TASK TO COMPLETE:
Copy out the lines of the records below, and only those lines, from the one with "Indicate the white coffee" through the one with "Indicate the guitar fret in", exactly as they appear.

SOURCE MATERIAL:
☆ ☆ ☆ ☆

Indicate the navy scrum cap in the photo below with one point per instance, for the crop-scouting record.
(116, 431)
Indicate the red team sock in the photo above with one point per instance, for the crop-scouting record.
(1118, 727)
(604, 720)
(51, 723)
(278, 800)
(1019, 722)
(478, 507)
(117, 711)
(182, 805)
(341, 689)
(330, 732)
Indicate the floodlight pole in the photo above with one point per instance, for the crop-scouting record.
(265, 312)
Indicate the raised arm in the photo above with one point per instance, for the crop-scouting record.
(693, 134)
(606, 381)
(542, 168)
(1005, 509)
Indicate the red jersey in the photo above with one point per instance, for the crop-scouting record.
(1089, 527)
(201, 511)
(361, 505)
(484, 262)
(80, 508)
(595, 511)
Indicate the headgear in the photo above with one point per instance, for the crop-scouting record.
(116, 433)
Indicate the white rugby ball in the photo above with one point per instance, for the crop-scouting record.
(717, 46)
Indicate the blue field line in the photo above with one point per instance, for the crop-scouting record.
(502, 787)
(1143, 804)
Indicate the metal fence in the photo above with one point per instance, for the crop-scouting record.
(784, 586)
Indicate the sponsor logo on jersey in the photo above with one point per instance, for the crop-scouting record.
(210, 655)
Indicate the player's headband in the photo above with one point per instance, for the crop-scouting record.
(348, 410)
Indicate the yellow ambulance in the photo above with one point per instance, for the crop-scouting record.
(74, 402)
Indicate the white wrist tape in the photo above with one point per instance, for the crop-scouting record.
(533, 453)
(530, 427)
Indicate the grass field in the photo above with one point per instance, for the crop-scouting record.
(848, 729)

☆ ☆ ☆ ☆

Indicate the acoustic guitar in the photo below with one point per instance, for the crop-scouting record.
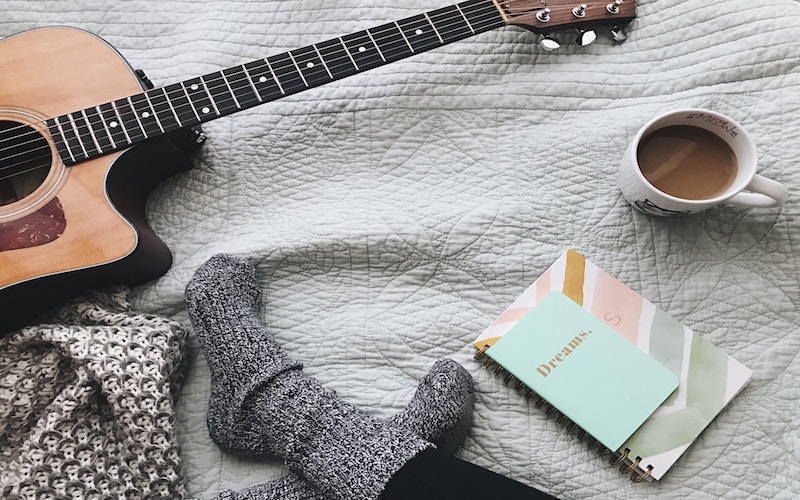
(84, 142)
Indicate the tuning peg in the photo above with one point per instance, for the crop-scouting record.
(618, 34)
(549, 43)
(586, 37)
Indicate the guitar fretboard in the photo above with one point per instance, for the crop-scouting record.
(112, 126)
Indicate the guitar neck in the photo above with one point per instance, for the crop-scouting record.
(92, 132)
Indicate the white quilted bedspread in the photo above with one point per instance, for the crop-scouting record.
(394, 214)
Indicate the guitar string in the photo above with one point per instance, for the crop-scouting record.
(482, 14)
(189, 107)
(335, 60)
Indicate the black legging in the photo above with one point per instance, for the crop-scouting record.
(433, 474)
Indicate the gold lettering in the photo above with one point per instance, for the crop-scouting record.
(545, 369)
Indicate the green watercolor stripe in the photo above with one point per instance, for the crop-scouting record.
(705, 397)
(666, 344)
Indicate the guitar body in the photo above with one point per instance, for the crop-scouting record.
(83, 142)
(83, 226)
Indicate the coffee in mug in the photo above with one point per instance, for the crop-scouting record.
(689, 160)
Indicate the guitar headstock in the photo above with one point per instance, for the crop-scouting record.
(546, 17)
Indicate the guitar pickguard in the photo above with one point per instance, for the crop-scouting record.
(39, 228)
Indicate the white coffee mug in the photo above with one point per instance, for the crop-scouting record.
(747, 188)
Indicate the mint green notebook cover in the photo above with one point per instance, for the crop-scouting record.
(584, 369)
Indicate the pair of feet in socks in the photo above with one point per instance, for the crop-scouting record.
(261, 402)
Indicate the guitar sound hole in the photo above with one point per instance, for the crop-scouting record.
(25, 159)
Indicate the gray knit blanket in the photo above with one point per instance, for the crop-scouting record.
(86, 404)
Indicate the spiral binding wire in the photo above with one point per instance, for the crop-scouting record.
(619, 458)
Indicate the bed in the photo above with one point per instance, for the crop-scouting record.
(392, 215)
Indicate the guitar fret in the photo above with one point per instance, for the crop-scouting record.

☆ ☆ ☆ ☆

RESPONSE BELOW:
Indicate the white coffee mug in the photo above with one point per instance, for the crop-scouting record.
(747, 188)
Indicate the mint green notebook cover in the photo above with one point per instance, for the crop-scouting record.
(584, 369)
Indicate the pair of feet in socks in the photo above with one point per instance, for the crop-scouting record.
(261, 402)
Indicate the guitar sound hole in the photo above with one point per instance, for the crop-scouting record.
(25, 159)
Indicate the gray knit blanket in the photo above with one point per instance, for the crop-scouting record.
(86, 404)
Indicate the spiral binding wire in the photo above with one point per instance, for the crop-scouting record.
(619, 458)
Indicate the bed in the photo above with one point per instance, for the crop-scouting record.
(392, 215)
Indicate the guitar fret in the photo above with one point per instance, for the crop-scouting record.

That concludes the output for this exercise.